[Point localization data]
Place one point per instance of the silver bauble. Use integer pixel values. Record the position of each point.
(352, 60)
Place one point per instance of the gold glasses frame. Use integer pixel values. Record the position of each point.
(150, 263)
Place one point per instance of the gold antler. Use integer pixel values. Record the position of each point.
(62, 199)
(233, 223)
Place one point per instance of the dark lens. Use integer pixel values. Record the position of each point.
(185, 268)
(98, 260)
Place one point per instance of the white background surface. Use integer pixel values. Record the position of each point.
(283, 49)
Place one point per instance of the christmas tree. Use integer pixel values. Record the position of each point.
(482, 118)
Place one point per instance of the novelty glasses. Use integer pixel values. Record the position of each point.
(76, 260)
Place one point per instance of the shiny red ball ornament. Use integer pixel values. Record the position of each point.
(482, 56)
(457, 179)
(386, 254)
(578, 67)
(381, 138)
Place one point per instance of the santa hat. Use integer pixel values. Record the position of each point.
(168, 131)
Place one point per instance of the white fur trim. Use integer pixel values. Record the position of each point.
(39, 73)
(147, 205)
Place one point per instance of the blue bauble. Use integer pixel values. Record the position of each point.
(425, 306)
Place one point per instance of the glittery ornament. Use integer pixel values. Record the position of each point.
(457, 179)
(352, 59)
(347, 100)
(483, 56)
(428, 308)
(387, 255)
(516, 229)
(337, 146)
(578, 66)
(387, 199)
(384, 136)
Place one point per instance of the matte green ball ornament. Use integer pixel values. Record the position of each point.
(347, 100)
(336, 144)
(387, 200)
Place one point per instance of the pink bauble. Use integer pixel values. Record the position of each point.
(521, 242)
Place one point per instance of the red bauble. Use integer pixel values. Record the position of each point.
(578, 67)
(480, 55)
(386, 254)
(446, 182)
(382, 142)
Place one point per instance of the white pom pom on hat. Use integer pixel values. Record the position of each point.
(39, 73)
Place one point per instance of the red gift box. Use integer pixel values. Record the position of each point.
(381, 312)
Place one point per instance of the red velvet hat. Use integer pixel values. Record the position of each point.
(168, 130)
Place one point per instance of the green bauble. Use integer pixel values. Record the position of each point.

| ABOUT THIS TASK |
The data above should be returned exactly as written.

| ANSWER AREA |
Place one point per instance of the silver bauble. Use integer pixel values. Record the position of each point.
(352, 60)
Place one point per instance of the gold glasses frame. Use integer pixel values. Record the position of each point.
(150, 263)
Place one point per instance of the gold antler. Use integer pixel values. Record the position of each point.
(62, 199)
(233, 223)
Place one point per instance of the dark lens. Use integer pixel values. Record the position of each point.
(185, 268)
(98, 260)
Place one point per instance of the white background surface. Use integer pixel values. Record the position of each point.
(283, 49)
Place one point per instance of the christmas tree. Use integer pixel values. Record the position of each point.
(482, 118)
Place one point per instance of the novelty glasses. Use integer pixel values. Record the position of each point.
(76, 260)
Place one point per instance of the shiny red ball ornament. Use integer pixel values. Record the position of each point.
(482, 56)
(457, 179)
(386, 254)
(578, 67)
(381, 138)
Place one point per instance of the santa hat. Use integer pixel values. Record the position of each point.
(168, 131)
Place one point per instance of the white fur trim. Use integer pixel values. Record the position of each point.
(39, 73)
(147, 205)
Place one point per instance of the blue bauble. Use integer pixel values. Record the position of each point.
(425, 306)
Place one point per instance of the glittery ornament. Use integer pixel values. Record the position of each point.
(457, 179)
(352, 59)
(347, 100)
(483, 56)
(428, 308)
(387, 255)
(516, 229)
(337, 146)
(578, 66)
(387, 199)
(384, 136)
Place one point per instance of the matte green ball ornament. Use integer pixel values. Record the position of each point.
(347, 100)
(336, 144)
(387, 200)
Place one point per instance of the pink bauble. Use integer pixel values. Record the position of each point.
(521, 242)
Place one point per instance of the red bauble. Use integer pixel values. Record the position of each point.
(578, 67)
(480, 55)
(386, 254)
(446, 182)
(382, 142)
Place one point per instance of the white pom pom on hat. Use integer pixel values. Record the position of each point.
(39, 73)
Place one point per instance of the red gift box. Use integer pixel values. Record the position of each point.
(381, 312)
Place one point per instance of the red velvet hat. Use integer pixel values. Record the position of each point.
(168, 130)
Place one point per instance of the green bauble. Use integer pixel values. Record the position of each point.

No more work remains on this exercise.